- _Exercise instructions_: Please return, word for word, the portion of the WAM-2/3 locomotive text that begins at the words "The WAM-2/3 served" and stops after the words "on their sides.".

- _Selected text_:
The Indian locomotive class WAM- 2/3 is a class of 25 kV AC electric locomotives that was imported from Japan in 1960s for Indian Railways. The model name stands for broad gauge (W), AC Current (A), Mixed traffic (M) engine, 2nd (2). A total of 38 WAM-2/3 locomotives were built by The Japanese Group (a consortium of Mitsubishi, Hitachi and Toshiba) between 1960 and 1964. They entered service in 1960.

The WAM-2/3 served both passenger and freight trains for over 40 years. As of January 2020, All locomotives have been removed from service all and were scrapped.

History
These locomotives were built by a consortium of Mitsubishi, Hitachi and Toshiba (The Japanese Group, as attested by a plaque fixed on their sides) as a second option to the Europeans WAM-1. They were delivered in 1960 and were a bit lower powered than the WAM1 but had similar Bo-Bo wheel arrangement (4 wheels per bogie) with four Mitsubishi DC traction motors connected to the wheels permanently in parallel through a WN geared drive. The WAM2 had Ignitron rectifiers just like the WAM1 but some were later were refitted with Excitron rectifiers. Some even had the Mitsubishi logo painted on their sides.

- _Data rows_:

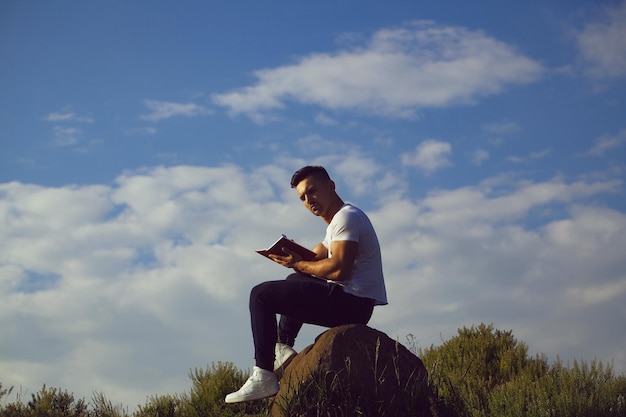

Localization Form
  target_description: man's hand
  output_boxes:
[269,248,302,270]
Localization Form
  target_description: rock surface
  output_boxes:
[270,325,432,417]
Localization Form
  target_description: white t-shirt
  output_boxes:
[322,204,387,305]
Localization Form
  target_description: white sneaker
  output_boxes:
[274,343,298,371]
[225,366,279,404]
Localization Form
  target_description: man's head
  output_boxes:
[291,165,330,188]
[291,166,343,223]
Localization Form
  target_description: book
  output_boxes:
[256,235,317,261]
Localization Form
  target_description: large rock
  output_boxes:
[271,325,432,417]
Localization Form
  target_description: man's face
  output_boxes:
[296,176,335,216]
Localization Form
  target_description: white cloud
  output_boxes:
[577,1,626,78]
[52,126,82,146]
[141,100,212,122]
[401,139,452,173]
[587,129,626,156]
[506,149,551,163]
[0,158,626,407]
[483,122,520,135]
[469,149,489,166]
[44,108,93,123]
[213,22,543,121]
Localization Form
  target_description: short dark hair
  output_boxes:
[291,165,330,188]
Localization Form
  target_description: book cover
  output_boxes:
[256,235,316,261]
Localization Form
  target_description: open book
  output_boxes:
[256,235,317,261]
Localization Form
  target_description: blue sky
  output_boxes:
[0,1,626,408]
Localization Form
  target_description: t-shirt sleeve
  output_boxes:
[328,210,361,243]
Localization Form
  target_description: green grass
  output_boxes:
[0,324,626,417]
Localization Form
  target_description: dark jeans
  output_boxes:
[250,273,374,370]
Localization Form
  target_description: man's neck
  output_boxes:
[322,196,345,224]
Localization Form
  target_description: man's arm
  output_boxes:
[270,240,359,281]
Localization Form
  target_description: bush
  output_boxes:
[0,324,626,417]
[421,324,626,417]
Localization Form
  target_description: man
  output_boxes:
[226,166,387,403]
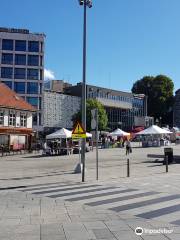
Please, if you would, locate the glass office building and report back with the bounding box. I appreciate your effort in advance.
[66,83,147,130]
[0,28,45,130]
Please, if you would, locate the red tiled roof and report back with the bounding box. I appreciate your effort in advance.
[0,83,36,111]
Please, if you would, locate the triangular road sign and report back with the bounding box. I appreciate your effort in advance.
[72,122,86,135]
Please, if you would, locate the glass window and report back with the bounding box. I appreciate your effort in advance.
[14,82,25,93]
[26,97,38,107]
[27,69,39,80]
[28,55,39,66]
[15,54,26,65]
[33,113,37,126]
[2,39,13,51]
[15,40,26,51]
[20,113,27,127]
[28,41,39,52]
[9,113,16,126]
[14,68,26,79]
[27,82,38,94]
[1,67,13,78]
[39,98,42,109]
[3,81,12,89]
[1,53,13,64]
[0,111,4,125]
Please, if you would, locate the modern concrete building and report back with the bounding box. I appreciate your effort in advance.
[0,83,36,150]
[44,80,72,93]
[173,89,180,128]
[43,91,81,129]
[0,28,45,130]
[65,83,148,130]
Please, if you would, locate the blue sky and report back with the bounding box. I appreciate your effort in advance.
[0,0,180,91]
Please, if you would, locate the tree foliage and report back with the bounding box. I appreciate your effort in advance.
[72,99,108,131]
[132,75,174,123]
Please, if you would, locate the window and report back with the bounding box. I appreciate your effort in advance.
[15,40,26,51]
[28,41,39,52]
[33,113,37,126]
[27,82,38,94]
[0,111,4,125]
[15,54,26,65]
[20,113,27,127]
[39,98,42,109]
[9,113,16,126]
[28,55,39,66]
[27,69,39,80]
[3,81,12,89]
[1,53,13,64]
[1,67,13,78]
[14,68,26,79]
[14,82,25,93]
[2,39,13,51]
[27,97,38,107]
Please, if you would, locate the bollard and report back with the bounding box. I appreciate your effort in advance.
[127,159,130,177]
[165,156,168,172]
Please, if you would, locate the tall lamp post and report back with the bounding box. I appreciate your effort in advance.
[79,0,92,182]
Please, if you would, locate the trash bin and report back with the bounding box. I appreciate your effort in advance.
[164,148,174,164]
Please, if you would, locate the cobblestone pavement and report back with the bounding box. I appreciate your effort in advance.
[0,143,180,240]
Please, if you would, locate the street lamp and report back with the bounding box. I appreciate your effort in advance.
[79,0,92,182]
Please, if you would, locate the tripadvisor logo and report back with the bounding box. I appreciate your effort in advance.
[135,227,143,235]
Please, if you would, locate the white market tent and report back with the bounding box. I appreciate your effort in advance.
[46,128,72,139]
[136,125,172,135]
[109,128,130,137]
[46,128,92,140]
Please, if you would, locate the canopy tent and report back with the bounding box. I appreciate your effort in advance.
[46,128,92,140]
[109,128,130,137]
[86,132,92,138]
[46,128,72,139]
[136,125,172,135]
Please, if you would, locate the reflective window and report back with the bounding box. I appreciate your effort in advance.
[15,40,26,51]
[1,67,13,78]
[0,111,4,125]
[39,98,42,109]
[14,68,26,79]
[26,97,38,107]
[1,53,13,64]
[20,113,27,127]
[33,113,37,126]
[15,54,26,65]
[3,81,12,89]
[28,55,39,66]
[27,82,38,94]
[9,113,16,126]
[28,41,39,52]
[27,69,39,80]
[2,39,13,50]
[14,82,25,93]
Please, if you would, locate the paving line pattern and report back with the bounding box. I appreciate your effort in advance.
[9,183,180,226]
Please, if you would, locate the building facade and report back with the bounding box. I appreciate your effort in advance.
[173,89,180,128]
[0,83,36,150]
[43,91,81,129]
[0,28,45,130]
[65,83,147,130]
[44,80,72,93]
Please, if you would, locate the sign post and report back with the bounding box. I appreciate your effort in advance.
[91,108,99,180]
[72,122,86,173]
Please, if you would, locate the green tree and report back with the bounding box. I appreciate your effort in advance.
[72,99,108,131]
[132,75,174,124]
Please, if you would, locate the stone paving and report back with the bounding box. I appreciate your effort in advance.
[0,143,180,240]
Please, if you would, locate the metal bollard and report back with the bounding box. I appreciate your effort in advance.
[165,156,168,172]
[127,159,130,177]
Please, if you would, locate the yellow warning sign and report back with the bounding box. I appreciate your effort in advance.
[72,122,86,138]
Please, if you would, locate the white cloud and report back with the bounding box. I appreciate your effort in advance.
[44,69,56,81]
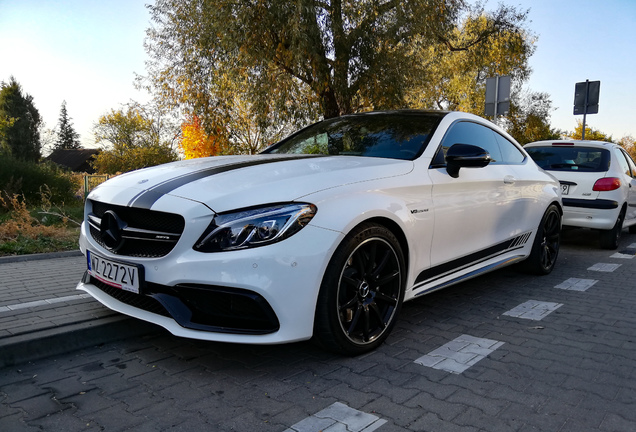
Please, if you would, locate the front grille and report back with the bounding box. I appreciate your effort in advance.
[87,275,280,334]
[88,200,185,258]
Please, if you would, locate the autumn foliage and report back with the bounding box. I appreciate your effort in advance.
[179,115,223,159]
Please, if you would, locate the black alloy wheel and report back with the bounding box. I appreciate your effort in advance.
[522,204,561,275]
[315,224,404,355]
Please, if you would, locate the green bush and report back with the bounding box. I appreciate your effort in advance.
[0,153,78,205]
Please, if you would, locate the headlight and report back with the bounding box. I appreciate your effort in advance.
[194,203,317,252]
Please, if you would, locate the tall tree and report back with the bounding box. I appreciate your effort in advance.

- _Full response_:
The WAM-2/3 served both passenger and freight trains for over 40 years. As of January 2020, All locomotives have been removed from service all and were scrapped.

History
These locomotives were built by a consortium of Mitsubishi, Hitachi and Toshiba (The Japanese Group, as attested by a plaque fixed on their sides) as a second option to the Europeans WAM-1. They were delivered in 1960 and were a bit lower powered than the WAM1 but had similar Bo-Bo wheel arrangement (4 wheels per bogie) with four Mitsubishi DC traction motors connected to the wheels permanently in parallel through a WN geared drive. The WAM2 had Ignitron rectifiers just like the WAM1 but some were later were refitted with Excitron rectifiers. Some even had the Mitsubishi logo painted on their sides.